> Exercise objective:
Write out all of the data exactly as it appears.

** BEGIN Records provided **

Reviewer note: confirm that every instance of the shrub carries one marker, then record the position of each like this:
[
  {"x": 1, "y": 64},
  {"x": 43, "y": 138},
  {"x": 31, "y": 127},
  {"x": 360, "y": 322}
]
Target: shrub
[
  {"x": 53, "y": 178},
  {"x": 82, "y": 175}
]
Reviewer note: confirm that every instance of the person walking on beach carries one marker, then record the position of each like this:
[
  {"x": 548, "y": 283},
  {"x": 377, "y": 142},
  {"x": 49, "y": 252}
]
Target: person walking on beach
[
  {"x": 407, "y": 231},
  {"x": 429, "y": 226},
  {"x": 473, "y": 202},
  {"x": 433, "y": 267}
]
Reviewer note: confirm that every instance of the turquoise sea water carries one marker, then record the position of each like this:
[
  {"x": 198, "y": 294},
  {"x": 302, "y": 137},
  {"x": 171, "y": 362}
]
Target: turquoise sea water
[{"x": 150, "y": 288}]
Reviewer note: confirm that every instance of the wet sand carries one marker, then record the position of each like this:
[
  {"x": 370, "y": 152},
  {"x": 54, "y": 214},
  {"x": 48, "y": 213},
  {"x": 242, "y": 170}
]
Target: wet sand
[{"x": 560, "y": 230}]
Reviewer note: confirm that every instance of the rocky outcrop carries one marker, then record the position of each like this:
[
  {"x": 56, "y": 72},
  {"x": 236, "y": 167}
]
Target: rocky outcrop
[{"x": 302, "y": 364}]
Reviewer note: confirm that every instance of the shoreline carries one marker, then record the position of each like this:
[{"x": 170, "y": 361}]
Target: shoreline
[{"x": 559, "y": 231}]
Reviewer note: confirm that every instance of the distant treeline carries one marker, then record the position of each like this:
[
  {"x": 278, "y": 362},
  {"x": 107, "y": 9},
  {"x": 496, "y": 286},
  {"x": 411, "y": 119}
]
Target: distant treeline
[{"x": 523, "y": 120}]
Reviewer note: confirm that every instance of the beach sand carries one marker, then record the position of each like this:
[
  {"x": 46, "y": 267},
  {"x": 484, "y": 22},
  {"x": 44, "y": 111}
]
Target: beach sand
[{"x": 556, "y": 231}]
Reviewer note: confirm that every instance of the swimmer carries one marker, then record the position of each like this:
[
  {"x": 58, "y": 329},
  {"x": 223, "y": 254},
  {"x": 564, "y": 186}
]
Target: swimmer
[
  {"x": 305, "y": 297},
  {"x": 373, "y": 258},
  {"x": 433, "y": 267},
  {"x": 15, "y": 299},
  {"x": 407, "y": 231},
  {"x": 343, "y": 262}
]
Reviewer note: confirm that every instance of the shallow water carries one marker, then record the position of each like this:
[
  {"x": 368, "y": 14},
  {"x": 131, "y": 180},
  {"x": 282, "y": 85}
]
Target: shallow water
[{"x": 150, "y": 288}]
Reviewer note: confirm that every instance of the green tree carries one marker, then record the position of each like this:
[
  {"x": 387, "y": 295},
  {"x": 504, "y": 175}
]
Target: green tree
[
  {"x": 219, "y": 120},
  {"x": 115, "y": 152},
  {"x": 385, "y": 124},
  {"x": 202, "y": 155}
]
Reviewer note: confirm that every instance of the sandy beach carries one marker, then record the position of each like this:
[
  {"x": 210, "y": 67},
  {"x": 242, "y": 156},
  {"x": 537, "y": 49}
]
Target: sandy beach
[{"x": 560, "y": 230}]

** END Records provided **

> Result:
Reviewer note: confirm that every instance of the shrub carries one marker, then record the position of each like this:
[
  {"x": 1, "y": 64},
  {"x": 43, "y": 138},
  {"x": 31, "y": 127},
  {"x": 360, "y": 322}
]
Target: shrub
[
  {"x": 53, "y": 178},
  {"x": 82, "y": 175}
]
Reviewer note: confirm that every instance of the person walking on beach carries one marker, then record the position of each like this:
[
  {"x": 548, "y": 283},
  {"x": 377, "y": 142},
  {"x": 49, "y": 252}
]
Target: person walking on beach
[
  {"x": 407, "y": 231},
  {"x": 429, "y": 226},
  {"x": 473, "y": 202},
  {"x": 433, "y": 267}
]
Reviewer note: confirm that every instance of the turquoise sea water carries one marker, then record the position of each like this:
[
  {"x": 198, "y": 294},
  {"x": 302, "y": 137},
  {"x": 171, "y": 362}
]
Target: turquoise sea water
[{"x": 150, "y": 288}]
Reviewer note: confirm that every instance of the wet sand carries one marker, then record the position of each like this:
[
  {"x": 370, "y": 152},
  {"x": 54, "y": 214},
  {"x": 48, "y": 213},
  {"x": 242, "y": 170}
]
Target: wet sand
[{"x": 560, "y": 230}]
Reviewer note: confirm that every instance of the rocky outcrop carries one marker, then record the position of each like this:
[
  {"x": 56, "y": 72},
  {"x": 236, "y": 167}
]
Target: rocky outcrop
[{"x": 302, "y": 364}]
Reviewer note: confirm that every instance of the shoreline carries one marker, then record the position of each like this:
[{"x": 170, "y": 361}]
Target: shoreline
[{"x": 559, "y": 231}]
Reviewer note: confirm that every instance of the distant treeline carries one marker, then record the position of each like this:
[
  {"x": 278, "y": 362},
  {"x": 107, "y": 9},
  {"x": 496, "y": 286},
  {"x": 411, "y": 119}
]
Target: distant treeline
[{"x": 523, "y": 120}]
Reviewer note: confirm that every instance of the beach sand carries one marker, then record the position of each like this:
[
  {"x": 46, "y": 267},
  {"x": 484, "y": 22},
  {"x": 44, "y": 111}
]
Target: beach sand
[{"x": 556, "y": 231}]
Reviewer note: confirm that every instance of the swimmer carries one marker, then record the position of each like this:
[
  {"x": 58, "y": 329},
  {"x": 223, "y": 254},
  {"x": 564, "y": 186}
]
Target: swimmer
[
  {"x": 305, "y": 297},
  {"x": 373, "y": 258},
  {"x": 433, "y": 267},
  {"x": 15, "y": 299},
  {"x": 407, "y": 231},
  {"x": 343, "y": 262}
]
Reviewer note: confirm that every instance of the shallow water carries one marker, then record the position of each like this:
[
  {"x": 368, "y": 14},
  {"x": 131, "y": 180},
  {"x": 282, "y": 85}
]
Target: shallow water
[{"x": 150, "y": 288}]
Reviewer note: confirm that every instance of the green tree carries one marker, then record the position of each like this:
[
  {"x": 387, "y": 295},
  {"x": 504, "y": 175}
]
Target: green tree
[
  {"x": 219, "y": 120},
  {"x": 115, "y": 152},
  {"x": 385, "y": 124},
  {"x": 202, "y": 155}
]
Reviewer note: confirm that every instance of the sandy beach carries one marker, then record the position of each like this:
[
  {"x": 210, "y": 67},
  {"x": 242, "y": 156},
  {"x": 537, "y": 49}
]
Target: sandy beach
[{"x": 560, "y": 230}]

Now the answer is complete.